Work instructions:
Return exactly the span of lines that opens with the line containing "target | overhead wire" and closes with the last line of the data, inclusive.

☆ ☆ ☆

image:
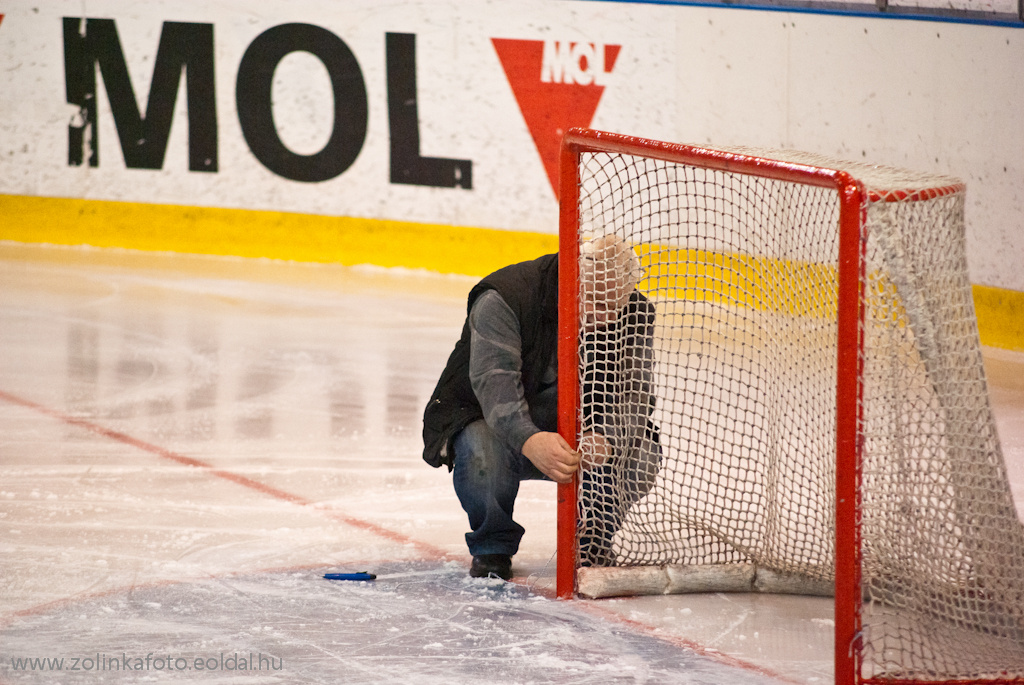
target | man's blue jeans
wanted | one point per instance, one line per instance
(486, 480)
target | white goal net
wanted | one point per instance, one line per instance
(718, 389)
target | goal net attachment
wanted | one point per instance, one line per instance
(788, 396)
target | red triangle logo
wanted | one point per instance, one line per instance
(557, 86)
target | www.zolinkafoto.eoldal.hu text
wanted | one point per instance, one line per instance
(162, 662)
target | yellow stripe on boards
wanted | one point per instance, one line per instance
(306, 238)
(1000, 316)
(285, 236)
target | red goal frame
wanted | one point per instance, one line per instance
(849, 386)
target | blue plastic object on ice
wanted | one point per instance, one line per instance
(361, 575)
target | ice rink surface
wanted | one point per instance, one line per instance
(188, 443)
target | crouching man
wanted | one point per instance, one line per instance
(492, 419)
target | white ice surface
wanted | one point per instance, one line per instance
(187, 443)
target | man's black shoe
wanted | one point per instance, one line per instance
(485, 565)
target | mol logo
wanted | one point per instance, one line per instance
(557, 85)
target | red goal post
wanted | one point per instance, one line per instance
(854, 290)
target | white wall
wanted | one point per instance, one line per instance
(929, 95)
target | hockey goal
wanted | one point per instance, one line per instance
(814, 376)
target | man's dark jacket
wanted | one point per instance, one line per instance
(530, 289)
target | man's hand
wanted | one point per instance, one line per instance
(552, 455)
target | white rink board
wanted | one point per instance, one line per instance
(928, 95)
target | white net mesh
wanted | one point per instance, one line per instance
(716, 392)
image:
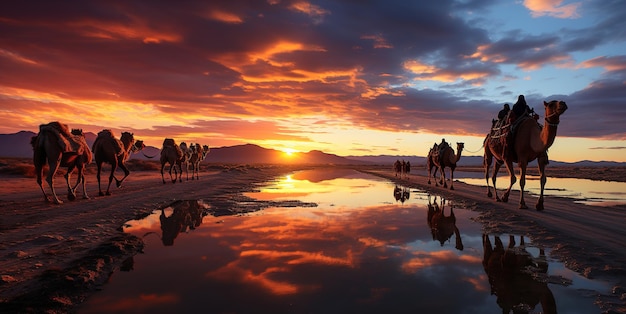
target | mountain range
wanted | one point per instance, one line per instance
(19, 144)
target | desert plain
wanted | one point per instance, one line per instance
(54, 256)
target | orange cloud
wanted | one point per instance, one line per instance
(553, 8)
(225, 17)
(136, 30)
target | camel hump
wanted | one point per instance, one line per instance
(169, 142)
(65, 138)
(56, 127)
(106, 133)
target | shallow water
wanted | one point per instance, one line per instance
(368, 247)
(584, 191)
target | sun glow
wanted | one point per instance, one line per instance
(289, 152)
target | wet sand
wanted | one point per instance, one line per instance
(52, 257)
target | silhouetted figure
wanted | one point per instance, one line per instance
(187, 215)
(505, 110)
(509, 278)
(443, 227)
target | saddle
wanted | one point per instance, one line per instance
(109, 136)
(169, 142)
(68, 142)
(503, 133)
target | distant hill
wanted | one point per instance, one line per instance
(251, 154)
(18, 145)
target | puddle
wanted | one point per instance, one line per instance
(365, 248)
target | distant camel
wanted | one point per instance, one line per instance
(198, 153)
(401, 194)
(443, 227)
(108, 149)
(59, 147)
(447, 158)
(172, 154)
(184, 161)
(512, 279)
(401, 168)
(531, 141)
(430, 164)
(397, 168)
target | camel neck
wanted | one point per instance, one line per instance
(548, 134)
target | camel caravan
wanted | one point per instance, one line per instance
(515, 137)
(518, 137)
(57, 146)
(178, 156)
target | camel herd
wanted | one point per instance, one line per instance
(58, 146)
(516, 137)
(180, 155)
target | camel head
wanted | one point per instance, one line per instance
(554, 109)
(139, 145)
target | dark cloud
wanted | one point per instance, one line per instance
(274, 59)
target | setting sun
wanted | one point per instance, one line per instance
(289, 151)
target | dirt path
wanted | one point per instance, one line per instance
(53, 256)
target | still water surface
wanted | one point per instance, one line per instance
(363, 249)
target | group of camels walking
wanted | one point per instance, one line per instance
(57, 146)
(516, 137)
(181, 155)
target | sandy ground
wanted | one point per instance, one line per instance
(52, 257)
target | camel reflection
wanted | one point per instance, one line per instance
(401, 194)
(441, 226)
(510, 273)
(186, 215)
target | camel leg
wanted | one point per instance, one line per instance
(99, 166)
(111, 177)
(541, 162)
(39, 171)
(162, 177)
(173, 179)
(509, 168)
(443, 175)
(53, 166)
(118, 183)
(180, 176)
(71, 192)
(81, 175)
(451, 178)
(522, 183)
(487, 159)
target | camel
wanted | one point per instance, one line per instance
(515, 287)
(442, 226)
(108, 149)
(172, 154)
(430, 164)
(198, 153)
(184, 161)
(401, 194)
(59, 147)
(531, 141)
(445, 157)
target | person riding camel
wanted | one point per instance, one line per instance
(505, 110)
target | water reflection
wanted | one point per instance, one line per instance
(443, 227)
(356, 252)
(590, 192)
(515, 276)
(401, 194)
(183, 216)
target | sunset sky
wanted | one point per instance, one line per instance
(346, 77)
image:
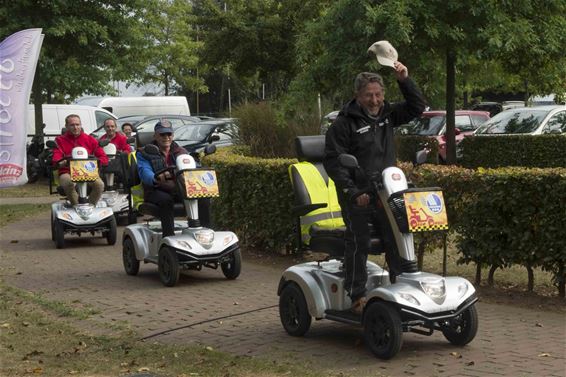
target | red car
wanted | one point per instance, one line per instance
(433, 124)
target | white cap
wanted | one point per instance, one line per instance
(384, 52)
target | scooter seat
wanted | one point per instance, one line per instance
(152, 209)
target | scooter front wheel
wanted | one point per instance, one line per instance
(463, 328)
(293, 310)
(168, 266)
(231, 269)
(383, 330)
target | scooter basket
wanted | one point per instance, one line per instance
(396, 203)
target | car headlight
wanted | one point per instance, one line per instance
(435, 289)
(409, 297)
(205, 237)
(84, 210)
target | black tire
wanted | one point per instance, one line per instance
(232, 268)
(131, 263)
(59, 228)
(463, 328)
(168, 266)
(293, 310)
(111, 233)
(383, 332)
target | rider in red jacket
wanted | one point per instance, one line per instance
(75, 137)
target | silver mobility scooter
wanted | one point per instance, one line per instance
(418, 302)
(83, 217)
(193, 245)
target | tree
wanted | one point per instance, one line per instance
(86, 45)
(171, 57)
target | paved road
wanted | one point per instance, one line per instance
(241, 316)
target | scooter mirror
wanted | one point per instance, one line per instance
(151, 149)
(348, 161)
(420, 157)
(209, 149)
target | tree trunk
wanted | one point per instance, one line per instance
(531, 278)
(450, 106)
(37, 101)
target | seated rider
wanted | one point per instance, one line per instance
(116, 138)
(161, 190)
(75, 137)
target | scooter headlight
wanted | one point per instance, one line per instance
(205, 237)
(84, 210)
(435, 289)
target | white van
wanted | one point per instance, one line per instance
(54, 118)
(149, 105)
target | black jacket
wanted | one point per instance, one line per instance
(370, 140)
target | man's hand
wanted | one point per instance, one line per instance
(400, 71)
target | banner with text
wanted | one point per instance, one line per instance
(18, 59)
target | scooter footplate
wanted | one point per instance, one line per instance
(345, 316)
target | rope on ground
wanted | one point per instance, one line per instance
(203, 322)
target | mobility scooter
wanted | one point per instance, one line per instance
(418, 302)
(83, 217)
(193, 246)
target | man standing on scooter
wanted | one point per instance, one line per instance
(161, 190)
(364, 128)
(75, 137)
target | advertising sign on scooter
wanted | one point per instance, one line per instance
(425, 211)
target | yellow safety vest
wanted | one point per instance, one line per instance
(137, 190)
(327, 217)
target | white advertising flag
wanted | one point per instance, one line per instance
(18, 59)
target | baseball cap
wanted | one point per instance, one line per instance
(384, 52)
(163, 127)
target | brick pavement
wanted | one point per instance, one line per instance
(241, 316)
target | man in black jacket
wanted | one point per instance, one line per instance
(364, 128)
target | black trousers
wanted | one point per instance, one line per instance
(165, 202)
(358, 244)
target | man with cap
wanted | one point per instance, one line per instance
(160, 190)
(364, 128)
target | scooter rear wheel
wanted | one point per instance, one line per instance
(383, 330)
(168, 266)
(463, 328)
(131, 263)
(232, 268)
(293, 310)
(59, 230)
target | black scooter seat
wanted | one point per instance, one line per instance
(345, 316)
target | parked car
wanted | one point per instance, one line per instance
(327, 121)
(526, 120)
(433, 124)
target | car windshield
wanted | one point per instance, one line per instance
(513, 122)
(425, 126)
(194, 133)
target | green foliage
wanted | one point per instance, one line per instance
(255, 199)
(514, 150)
(266, 134)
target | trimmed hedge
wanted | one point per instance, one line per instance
(540, 151)
(502, 217)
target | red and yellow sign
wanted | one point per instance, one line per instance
(84, 170)
(201, 184)
(425, 211)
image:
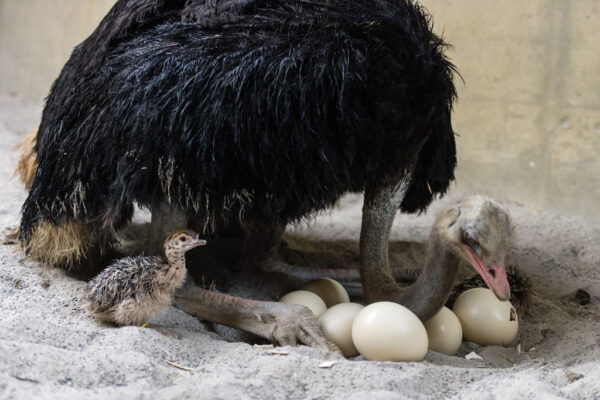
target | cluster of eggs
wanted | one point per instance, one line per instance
(387, 331)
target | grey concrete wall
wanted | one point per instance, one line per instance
(528, 114)
(36, 39)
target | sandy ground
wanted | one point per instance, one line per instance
(50, 348)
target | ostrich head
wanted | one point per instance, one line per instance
(479, 230)
(182, 240)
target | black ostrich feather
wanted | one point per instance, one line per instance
(250, 109)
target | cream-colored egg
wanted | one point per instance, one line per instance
(444, 332)
(336, 325)
(305, 298)
(485, 319)
(387, 331)
(332, 292)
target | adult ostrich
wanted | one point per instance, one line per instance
(255, 113)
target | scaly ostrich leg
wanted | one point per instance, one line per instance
(428, 294)
(261, 248)
(282, 324)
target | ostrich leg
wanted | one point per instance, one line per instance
(430, 291)
(282, 324)
(261, 248)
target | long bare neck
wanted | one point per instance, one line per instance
(431, 289)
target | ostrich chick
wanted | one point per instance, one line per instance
(132, 289)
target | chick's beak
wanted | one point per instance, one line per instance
(197, 242)
(494, 276)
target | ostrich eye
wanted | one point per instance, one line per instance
(469, 240)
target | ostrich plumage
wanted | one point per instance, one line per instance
(266, 110)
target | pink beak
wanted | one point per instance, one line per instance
(494, 277)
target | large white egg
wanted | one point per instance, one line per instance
(387, 331)
(336, 325)
(306, 298)
(330, 291)
(444, 332)
(485, 319)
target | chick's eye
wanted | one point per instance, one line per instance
(469, 240)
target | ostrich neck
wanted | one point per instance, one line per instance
(431, 289)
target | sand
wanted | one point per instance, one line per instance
(51, 348)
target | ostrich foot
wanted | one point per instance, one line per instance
(282, 324)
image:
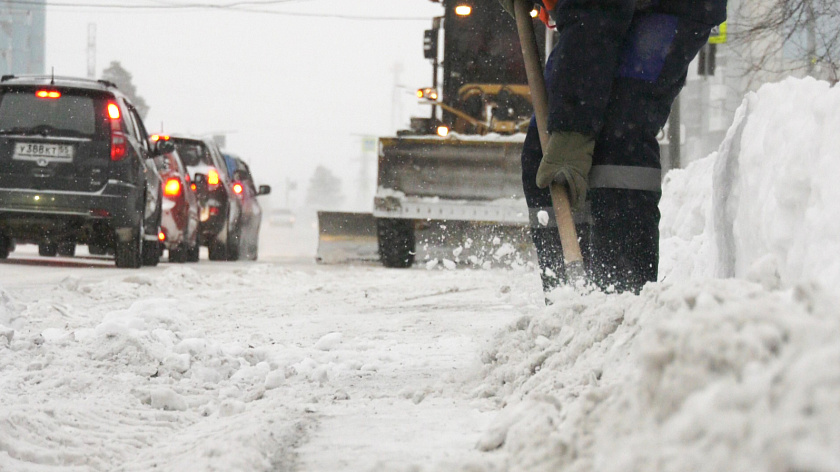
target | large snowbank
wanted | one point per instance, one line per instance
(698, 373)
(767, 205)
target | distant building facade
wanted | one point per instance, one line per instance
(22, 37)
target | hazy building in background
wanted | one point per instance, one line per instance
(22, 37)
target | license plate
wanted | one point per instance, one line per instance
(43, 152)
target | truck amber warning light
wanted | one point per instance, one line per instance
(212, 177)
(463, 10)
(427, 93)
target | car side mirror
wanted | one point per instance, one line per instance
(199, 183)
(162, 147)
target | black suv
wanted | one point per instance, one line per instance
(219, 206)
(76, 168)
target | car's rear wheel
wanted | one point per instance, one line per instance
(67, 249)
(48, 249)
(194, 251)
(217, 251)
(128, 254)
(234, 241)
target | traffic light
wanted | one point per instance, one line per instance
(706, 60)
(430, 43)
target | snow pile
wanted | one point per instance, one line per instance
(695, 373)
(716, 377)
(73, 382)
(765, 207)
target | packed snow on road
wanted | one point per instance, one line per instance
(730, 362)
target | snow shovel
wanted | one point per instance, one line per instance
(560, 199)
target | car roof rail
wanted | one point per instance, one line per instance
(103, 82)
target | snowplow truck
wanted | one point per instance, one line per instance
(449, 189)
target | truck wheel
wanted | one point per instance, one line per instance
(48, 249)
(178, 254)
(67, 249)
(128, 255)
(396, 242)
(234, 240)
(97, 250)
(5, 247)
(151, 253)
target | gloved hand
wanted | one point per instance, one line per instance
(508, 6)
(567, 160)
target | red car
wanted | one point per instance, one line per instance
(179, 221)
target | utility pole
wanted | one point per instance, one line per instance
(91, 50)
(674, 134)
(396, 100)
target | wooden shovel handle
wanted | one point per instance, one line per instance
(539, 97)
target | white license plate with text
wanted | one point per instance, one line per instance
(44, 152)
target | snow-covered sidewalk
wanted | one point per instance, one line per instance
(246, 367)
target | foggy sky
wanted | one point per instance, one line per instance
(290, 92)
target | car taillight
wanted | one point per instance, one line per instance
(48, 94)
(119, 145)
(212, 179)
(172, 188)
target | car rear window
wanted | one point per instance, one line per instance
(70, 115)
(193, 153)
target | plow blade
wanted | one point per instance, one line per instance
(346, 237)
(451, 169)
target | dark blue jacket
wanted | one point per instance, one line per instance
(594, 35)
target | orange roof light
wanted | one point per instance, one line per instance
(172, 188)
(113, 111)
(212, 177)
(48, 94)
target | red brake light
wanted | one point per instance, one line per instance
(48, 94)
(212, 177)
(119, 145)
(113, 111)
(172, 188)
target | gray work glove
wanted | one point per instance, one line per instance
(567, 160)
(508, 6)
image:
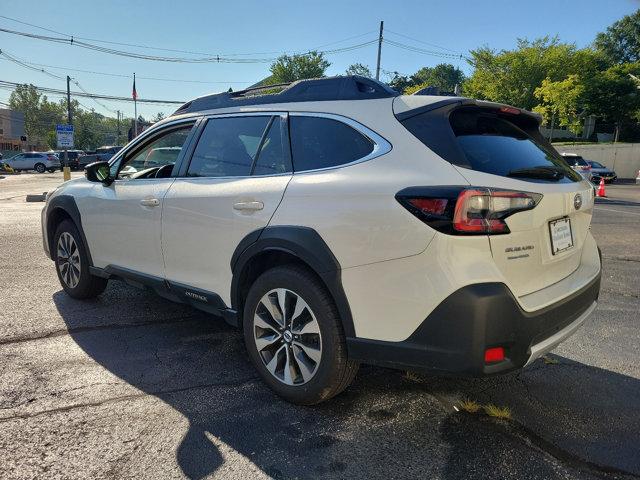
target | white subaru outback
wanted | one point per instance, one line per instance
(337, 222)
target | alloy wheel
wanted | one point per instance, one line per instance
(287, 336)
(68, 260)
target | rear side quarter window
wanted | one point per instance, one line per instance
(320, 142)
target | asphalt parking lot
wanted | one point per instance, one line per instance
(133, 386)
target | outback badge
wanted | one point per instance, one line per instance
(577, 201)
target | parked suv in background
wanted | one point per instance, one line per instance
(337, 222)
(578, 163)
(38, 161)
(73, 157)
(599, 171)
(102, 154)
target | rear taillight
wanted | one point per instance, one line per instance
(466, 210)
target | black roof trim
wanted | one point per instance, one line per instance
(353, 87)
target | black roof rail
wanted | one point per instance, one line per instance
(353, 87)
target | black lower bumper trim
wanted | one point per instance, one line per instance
(454, 337)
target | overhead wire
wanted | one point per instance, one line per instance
(209, 58)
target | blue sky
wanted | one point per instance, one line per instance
(267, 29)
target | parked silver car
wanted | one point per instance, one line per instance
(38, 161)
(599, 171)
(577, 163)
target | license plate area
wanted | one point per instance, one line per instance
(561, 235)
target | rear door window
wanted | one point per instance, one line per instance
(240, 146)
(490, 142)
(320, 142)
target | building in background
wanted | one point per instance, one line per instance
(13, 137)
(11, 131)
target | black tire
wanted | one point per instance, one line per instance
(88, 286)
(335, 371)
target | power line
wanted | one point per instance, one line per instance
(422, 50)
(140, 56)
(26, 65)
(121, 75)
(423, 42)
(171, 49)
(92, 98)
(12, 85)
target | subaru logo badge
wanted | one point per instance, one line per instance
(577, 201)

☆ ☆ ☆

Complete answer:
target | overhead wire
wanted | one point per instance, one line per instance
(209, 58)
target | blue sky
wanted | one point per instance, one line per instance
(267, 29)
target | parked silver car
wanted | one point per instance, one line per instance
(38, 161)
(599, 171)
(577, 163)
target | license plate area
wanted | one point per instance, one line per instance
(561, 235)
target | rear door window
wanted | one point per instance, one line per instance
(240, 146)
(490, 142)
(320, 142)
target | building in background
wanted | one point per instance, one line per instance
(13, 137)
(11, 131)
target | black tire
wanted | one point per instance, one line per instance
(88, 286)
(335, 371)
target | power line
wanted | one point per instance, one line per instance
(422, 50)
(140, 56)
(26, 65)
(121, 75)
(423, 42)
(171, 49)
(92, 98)
(12, 85)
target | subaru logo badge
wanted | one point per instance, one line per instance
(577, 201)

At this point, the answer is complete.